→ Natural-language object grounding data
*** Block opens ***

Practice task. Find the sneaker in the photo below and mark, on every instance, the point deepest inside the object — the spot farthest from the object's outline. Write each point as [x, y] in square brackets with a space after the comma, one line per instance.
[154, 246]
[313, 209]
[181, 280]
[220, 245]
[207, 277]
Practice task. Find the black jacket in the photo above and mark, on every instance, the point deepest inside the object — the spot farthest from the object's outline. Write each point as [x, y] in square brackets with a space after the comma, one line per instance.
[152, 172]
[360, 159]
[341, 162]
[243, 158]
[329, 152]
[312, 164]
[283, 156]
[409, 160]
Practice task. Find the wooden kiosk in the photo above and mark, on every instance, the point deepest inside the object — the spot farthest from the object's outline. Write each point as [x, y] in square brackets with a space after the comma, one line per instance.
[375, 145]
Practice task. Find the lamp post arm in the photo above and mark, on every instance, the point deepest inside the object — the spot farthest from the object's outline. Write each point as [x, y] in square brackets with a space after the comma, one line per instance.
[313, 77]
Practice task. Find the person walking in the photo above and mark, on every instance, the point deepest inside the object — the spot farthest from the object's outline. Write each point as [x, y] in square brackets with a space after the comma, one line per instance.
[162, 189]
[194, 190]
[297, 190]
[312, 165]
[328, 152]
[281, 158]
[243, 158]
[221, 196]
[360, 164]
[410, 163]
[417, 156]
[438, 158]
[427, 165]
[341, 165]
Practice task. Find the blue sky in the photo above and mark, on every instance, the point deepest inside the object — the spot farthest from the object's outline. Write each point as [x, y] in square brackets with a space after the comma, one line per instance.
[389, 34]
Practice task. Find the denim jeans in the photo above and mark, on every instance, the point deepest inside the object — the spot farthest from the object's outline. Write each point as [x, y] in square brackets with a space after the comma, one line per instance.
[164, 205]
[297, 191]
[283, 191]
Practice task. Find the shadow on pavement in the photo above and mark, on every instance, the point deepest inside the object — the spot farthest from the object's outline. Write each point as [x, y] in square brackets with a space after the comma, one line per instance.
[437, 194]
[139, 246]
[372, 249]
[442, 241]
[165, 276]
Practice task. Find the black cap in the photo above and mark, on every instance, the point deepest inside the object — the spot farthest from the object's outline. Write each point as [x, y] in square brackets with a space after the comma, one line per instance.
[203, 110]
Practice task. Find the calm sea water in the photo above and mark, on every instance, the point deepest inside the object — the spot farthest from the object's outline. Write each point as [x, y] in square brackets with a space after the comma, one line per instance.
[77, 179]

*** Block closes ***

An accurate, complete transcription of the records above is needed.

→ REPLY TO THE EXERCISE
Practice task. Find the sneaker in the photo below and mark, on every instance, the point deepest inside the object — the spot farthest from the object's outline. Write each point as [x, y] in square brackets with a space after the comma, one line per instance.
[154, 246]
[313, 209]
[181, 280]
[220, 245]
[207, 277]
Practice task. Find the black jacket in the photo above and mark, on every instance, the point deepest inside the object — the spot farthest from the object's outline. Write each point as [x, y] in square brackets with a space after the comma, one line per instance.
[152, 172]
[360, 159]
[341, 162]
[243, 158]
[329, 152]
[312, 164]
[283, 156]
[409, 160]
Practice task. Find the wooden kiosk in the photo above and mark, on every instance, the point deepest inside the object — the spot farthest from the object's outline. Write each point as [x, y] in square brackets with a space after the comma, one line per instance.
[375, 145]
Practice task. Find the lamp post arm in the photo above and mark, on every instance, the point deepest inside the object — the spot farthest from the object's outline. Write each point as [x, y] in square brackets with a space after the comma, one line per instance.
[313, 77]
Practice task. Find the person walking in the photo above and mark, on every instance, the point deepest inside the object — the spot farthest from the object's outline. Write each point as [x, y] in square brackets with a space after the comma, one line per instance.
[162, 189]
[194, 190]
[297, 190]
[312, 165]
[328, 152]
[281, 158]
[243, 158]
[221, 196]
[360, 164]
[410, 163]
[417, 156]
[438, 158]
[427, 165]
[341, 165]
Practice task. Find the blue sky in the photo above and mark, on every instance, the point deepest inside the object — the spot farthest from the object's outline. Write each point as [x, y] in square brackets with a space after the comma, one line per instance.
[389, 34]
Practice task. Find the denim jeans in the photo above and mark, on every instance, the point deepest inside the object — the spot farthest from the object's outline. Write each point as [x, y] in square brackets with a space after the comma, one line per instance.
[164, 205]
[297, 191]
[283, 191]
Practice task. Find the shadow on pavement in the photo above and mark, on every instance, the point deepest inside the object — the spot farthest from the object's outline. Write each point as [x, y] in square brackets with a space after the comma, one line per instance.
[437, 194]
[139, 246]
[372, 249]
[442, 241]
[165, 276]
Practice task. Find the black cap in the photo above and mark, on every instance, the point deepest inside the object — the spot farthest from the object's outline. Write each point as [x, y] in square brackets with a space after the comma, one line per instance.
[203, 110]
Practice task. Find the calm sea water in the photo above and mark, on every instance, the point deepest inside the object — the spot farthest from the object's outline. Write each point as [x, y] in square brackets with a space after the comma, one line per instance.
[77, 179]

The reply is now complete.